| Image-grounded pointing data |

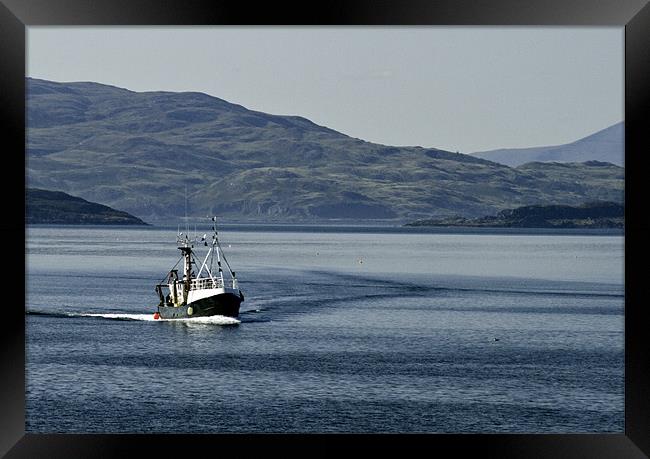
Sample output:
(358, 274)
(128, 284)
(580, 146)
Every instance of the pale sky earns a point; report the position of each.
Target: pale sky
(456, 88)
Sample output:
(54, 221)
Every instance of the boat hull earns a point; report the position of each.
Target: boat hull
(223, 304)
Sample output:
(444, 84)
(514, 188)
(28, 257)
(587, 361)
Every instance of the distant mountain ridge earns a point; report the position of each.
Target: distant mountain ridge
(592, 215)
(139, 151)
(607, 145)
(55, 207)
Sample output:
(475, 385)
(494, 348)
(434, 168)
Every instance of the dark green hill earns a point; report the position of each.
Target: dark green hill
(138, 151)
(56, 207)
(589, 215)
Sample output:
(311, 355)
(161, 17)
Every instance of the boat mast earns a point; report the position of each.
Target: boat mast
(215, 244)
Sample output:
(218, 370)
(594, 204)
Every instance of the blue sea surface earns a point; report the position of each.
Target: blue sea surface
(346, 330)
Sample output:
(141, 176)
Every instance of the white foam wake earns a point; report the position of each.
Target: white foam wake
(211, 320)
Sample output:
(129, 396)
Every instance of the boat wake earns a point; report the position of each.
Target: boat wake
(211, 320)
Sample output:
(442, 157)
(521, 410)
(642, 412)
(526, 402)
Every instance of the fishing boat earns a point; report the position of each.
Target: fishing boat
(204, 292)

| ASSIGNED TASK |
Where an entry holds an image, drop the image and copy the remaining text exactly.

| TASK OUTPUT |
Sample output:
(358, 274)
(128, 284)
(580, 146)
Every instance of the pale sky earns a point; report the position of each.
Target: pale sky
(456, 88)
Sample output:
(54, 221)
Every instance of the boat hull earns a point; report the position of each.
Target: boat hull
(223, 304)
Sample output:
(444, 84)
(514, 188)
(28, 257)
(587, 361)
Every instance of the distant mountain ridge earns a point; report the position of each.
Target: distant mountain ridge
(592, 215)
(139, 151)
(607, 145)
(55, 207)
Sample output:
(475, 385)
(494, 348)
(434, 168)
Every instance of the dark green hill earns a point; report the position of each.
Target: dark green hill
(138, 151)
(56, 207)
(589, 215)
Sample output:
(311, 355)
(161, 17)
Every instance of the boat mast earns a point; report the position of each.
Target: boat mast
(215, 244)
Sample output:
(218, 370)
(594, 204)
Every instance of the blue sea surface earns a point; report the position of each.
Target: blue sea surface
(346, 330)
Sample output:
(141, 176)
Every instance of the white foam wake earns a point; report the position of each.
Target: white foam wake
(211, 320)
Sample output:
(129, 396)
Every instance of the boat wake earns a point; report the position of each.
Target: boat wake
(211, 320)
Sample output:
(442, 157)
(521, 410)
(642, 412)
(526, 402)
Every instance of the fishing boat earns a point; report the position of each.
Target: fishing boat
(204, 292)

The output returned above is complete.